Skip the pictures and give back the rest of the listing exactly.

* **Record extracts**
- - -

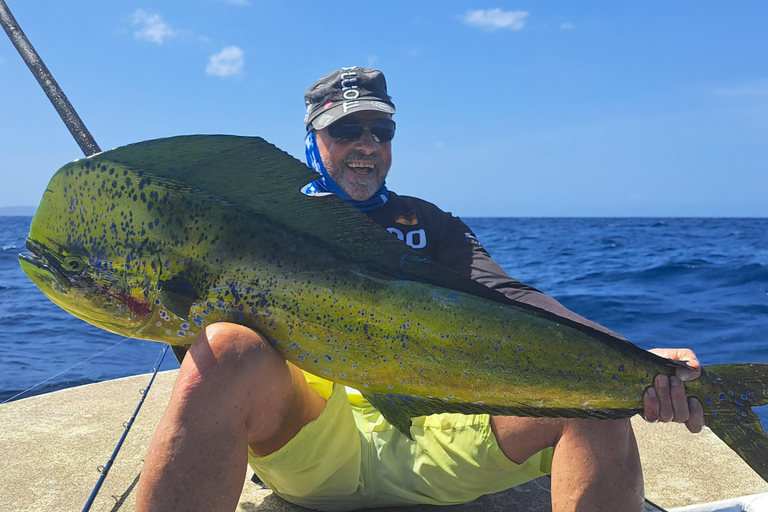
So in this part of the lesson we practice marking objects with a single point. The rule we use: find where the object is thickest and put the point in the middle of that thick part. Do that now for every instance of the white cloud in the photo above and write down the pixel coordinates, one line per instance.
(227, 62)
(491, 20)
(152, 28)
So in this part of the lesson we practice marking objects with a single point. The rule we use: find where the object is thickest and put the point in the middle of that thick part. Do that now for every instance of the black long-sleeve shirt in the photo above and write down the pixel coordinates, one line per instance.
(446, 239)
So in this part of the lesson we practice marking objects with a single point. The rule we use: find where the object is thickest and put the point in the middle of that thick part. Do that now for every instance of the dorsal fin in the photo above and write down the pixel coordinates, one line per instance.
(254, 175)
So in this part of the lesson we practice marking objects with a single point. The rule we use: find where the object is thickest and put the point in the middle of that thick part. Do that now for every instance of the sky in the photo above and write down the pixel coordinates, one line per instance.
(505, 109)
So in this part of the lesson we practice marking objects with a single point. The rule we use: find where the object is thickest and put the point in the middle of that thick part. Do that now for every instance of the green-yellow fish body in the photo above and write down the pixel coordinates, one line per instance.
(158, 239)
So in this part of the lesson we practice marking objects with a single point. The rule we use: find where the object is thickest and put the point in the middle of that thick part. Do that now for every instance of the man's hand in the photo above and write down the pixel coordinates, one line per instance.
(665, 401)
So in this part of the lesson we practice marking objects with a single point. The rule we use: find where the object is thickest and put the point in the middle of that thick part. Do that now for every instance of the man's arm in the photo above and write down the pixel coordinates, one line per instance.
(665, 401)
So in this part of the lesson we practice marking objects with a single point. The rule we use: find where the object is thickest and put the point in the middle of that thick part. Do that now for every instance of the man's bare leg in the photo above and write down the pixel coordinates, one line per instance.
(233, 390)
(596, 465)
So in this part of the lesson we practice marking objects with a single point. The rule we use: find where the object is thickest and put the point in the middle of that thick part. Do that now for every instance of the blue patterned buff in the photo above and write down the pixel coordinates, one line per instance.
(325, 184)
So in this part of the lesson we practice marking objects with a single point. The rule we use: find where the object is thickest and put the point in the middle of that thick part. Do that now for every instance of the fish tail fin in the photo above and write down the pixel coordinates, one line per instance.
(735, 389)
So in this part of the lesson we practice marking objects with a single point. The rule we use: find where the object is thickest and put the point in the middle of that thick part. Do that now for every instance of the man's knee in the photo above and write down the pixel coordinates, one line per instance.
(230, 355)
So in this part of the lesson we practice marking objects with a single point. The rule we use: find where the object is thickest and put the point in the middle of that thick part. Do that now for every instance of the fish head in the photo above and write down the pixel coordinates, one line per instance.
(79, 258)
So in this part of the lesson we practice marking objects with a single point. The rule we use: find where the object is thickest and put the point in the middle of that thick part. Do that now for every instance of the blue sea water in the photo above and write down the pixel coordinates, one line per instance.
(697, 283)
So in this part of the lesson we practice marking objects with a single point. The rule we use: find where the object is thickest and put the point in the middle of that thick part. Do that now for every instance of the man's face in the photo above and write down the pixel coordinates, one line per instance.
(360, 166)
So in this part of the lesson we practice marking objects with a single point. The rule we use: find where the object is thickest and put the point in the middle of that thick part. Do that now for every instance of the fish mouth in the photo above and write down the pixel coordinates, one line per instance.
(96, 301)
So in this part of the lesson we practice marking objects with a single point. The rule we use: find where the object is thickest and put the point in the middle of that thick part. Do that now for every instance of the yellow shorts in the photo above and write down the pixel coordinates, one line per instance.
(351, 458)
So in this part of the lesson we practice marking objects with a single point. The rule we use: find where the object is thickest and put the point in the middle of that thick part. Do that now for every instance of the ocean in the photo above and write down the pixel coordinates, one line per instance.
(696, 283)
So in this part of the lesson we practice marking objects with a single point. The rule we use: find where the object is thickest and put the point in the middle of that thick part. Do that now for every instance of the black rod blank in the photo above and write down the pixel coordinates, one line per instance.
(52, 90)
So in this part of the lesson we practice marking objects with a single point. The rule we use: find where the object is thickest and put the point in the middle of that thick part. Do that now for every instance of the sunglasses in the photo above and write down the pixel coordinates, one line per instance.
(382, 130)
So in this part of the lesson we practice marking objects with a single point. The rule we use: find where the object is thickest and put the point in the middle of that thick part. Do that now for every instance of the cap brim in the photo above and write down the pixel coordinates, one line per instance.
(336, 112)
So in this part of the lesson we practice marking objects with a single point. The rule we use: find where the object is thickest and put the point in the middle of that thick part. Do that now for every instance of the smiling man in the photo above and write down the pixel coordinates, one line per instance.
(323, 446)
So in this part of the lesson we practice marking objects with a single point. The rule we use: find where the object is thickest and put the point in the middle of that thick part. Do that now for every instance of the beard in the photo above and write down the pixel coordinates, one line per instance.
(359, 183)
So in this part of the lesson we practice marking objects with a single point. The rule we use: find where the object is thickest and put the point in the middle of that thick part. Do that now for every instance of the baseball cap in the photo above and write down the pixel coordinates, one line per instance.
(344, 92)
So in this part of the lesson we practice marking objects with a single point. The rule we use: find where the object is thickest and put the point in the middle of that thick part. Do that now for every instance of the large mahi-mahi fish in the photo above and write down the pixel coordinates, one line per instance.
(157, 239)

- - -

* **Task result**
So in this part of the lesson we practice marking objects with a single point. The rule we use: find where the object is thickest and put the point in the middle of that thick part. Do that now for every instance of the white cloud in the photo above and write down the pixel coordinates, one line per instance.
(227, 62)
(491, 20)
(152, 28)
So in this part of the lesson we practice marking objects with a single point. The rule we use: find where the object is thickest and put the point in the middle of that thick part. Do that now for every instance of the black long-sleeve shirt in the photo above and write down the pixel coordinates, one line per instance.
(446, 239)
So in this part of the lesson we practice marking objects with a single point. The rule we use: find where the object is thickest and put the point in the middle of that thick part. Do that now for every instance of the dorsal fin in the photo above and write down the pixel coordinates, one line per instance.
(254, 175)
So in this part of the lesson we practice marking objects with a single point. The rule we use: find where the object is thickest and put the point in the middle of that thick part. Do that now for every instance of the sky in the photo above and write down the pixel coordinates, one line per instance.
(505, 109)
So in this part of the lesson we practice marking objects with a single point. The rule we use: find where the object is thickest and put the point in the middle of that thick part. Do that now for every instance of the green-yellow fish body in the photo above and write down the pixel coordinates, one line per instance.
(158, 239)
So in this part of the lesson we practice marking objects with a single point. The rule we use: find where the object is thickest and put the point in the middle of that thick part. Do that now for every instance of the man's hand in the photo above and write down the pixel coordinates, one line per instance.
(665, 401)
So in this part of the lesson we practice marking objects with a single point. The rule we use: find where the object is thickest and put the point in the middle of that thick part. Do that now for every instance of the man's arm in the photo above and write down the pixel coordinates, one line per instance.
(665, 401)
So in this part of the lesson we practice marking objects with a single point. The rule we use: find where the object is thickest and put the point in the middle of that thick part. Do that now for every instance of the man's bare leg in the photo above and write down the pixel coordinates, one line per instance.
(233, 390)
(596, 465)
So in this part of the lesson we practice marking objects with a single point. The rule we use: find where the object is thickest and put the point in the middle of that thick part. Do that now for every instance of the blue patterned buff in the photo above and write down the pixel coordinates, one line per instance.
(325, 184)
So in this part of the lesson we practice marking objects with a single point. The rule we use: find where the object is thickest and put the point in the middle of that thick part. Do that now for every instance of the fish tail fin in the photo above and write down the pixel coordinates, one line per instance.
(735, 389)
So in this part of the lesson we practice marking objects with a single point. The rule we use: find where the object is thickest and put the point in the middle of that thick part. Do that now for every instance of the man's knee in the photo above and write down the pixel coordinates, one line per instance.
(230, 355)
So in this part of the lesson we practice marking objects with a single point. The rule we use: find where the object is thickest and put the point in the middle of that thick part. Do that now for every instance of the fish head in the photo above and write down the pixel coordinates, one line per instance.
(79, 258)
So in this part of the lesson we practice marking objects with a single point. The rule we use: find where the object is thickest and put the point in the middle of that thick part. Do that now for every instance of the blue sea water in the photo above and write down the pixel coordinates, one line per instance.
(697, 283)
So in this part of the lesson we practice marking objects with a single point. The rule we use: find where the object is thickest and put the point in the middle of that thick part. Do that now for every instance of the man's face in the photo above and write down the pixel coordinates, one line per instance.
(360, 166)
So in this part of the lesson we practice marking objects with a single point. The rule we use: find where the object is thickest and put the point in the middle of that thick part. Do that now for every instance of the fish mouth in the photo above and write down the pixel coordinates, one line per instance.
(96, 301)
So in this part of the lesson we practice marking objects with a single point. The rule we use: find where the object is thickest and put the point in the middle of that thick part. Do that now for every instance of the yellow shorts in the photo above and write down the pixel coordinates, one line per instance.
(351, 458)
So in this part of the lesson we practice marking objects with a single point. The rule we use: find where the object is thickest and put the point in the middle of that thick part. Do that now for every instance of the ocean in the photo above and write down the pixel coordinates, one line per instance.
(696, 283)
So in this part of the lesson we practice marking objects with a single point. The rule we use: find where the object is thickest and put the point in the middle of that thick part. Do that now for every instance of the black rod blank in the photo above and write down the pixel coordinates, one line per instance.
(52, 90)
So in this part of the lesson we practice marking objects with a single point. The rule we use: find where the object is thickest and put the point in the middle of that thick part. Do that now for every instance of the sunglasses in the photo above and write down the pixel coordinates, one line per instance.
(382, 130)
So in this part of the lesson we practice marking objects with a single point. The rule we use: find where the object is thickest and put the point in the middle of that thick part. Do that now for every instance of the cap brim in the photo above and write down the pixel coordinates, one line per instance.
(336, 112)
So in this part of the lesson we practice marking objects with a single point. The rule we use: find where the object is thickest and put the point in the middle of that thick part. Do that now for every instance of the smiling man in the photo above and write down the pixel coordinates, one line per instance.
(323, 446)
So in this part of the lesson we practice marking objects with a single point. The rule we use: find where the object is thickest and put the point in the middle of that thick part. Do that now for every instance of the beard in the photo above and write down the pixel coordinates, one line per instance.
(359, 183)
So in this part of the lesson we practice marking objects with a single point. The rule we use: find where the object is thickest and put the point in the middle of that thick part. Do that now for every instance of the baseball cap in the photo above and write down the pixel coordinates, one line per instance.
(344, 92)
So in this part of the lesson we practice marking objects with a single point. The rule we use: find where the object is thickest and put the point in the middle of that thick part. Do that now for every instance of the large mahi-mahi fish in the photo above and write down the pixel coordinates, one line per instance.
(157, 239)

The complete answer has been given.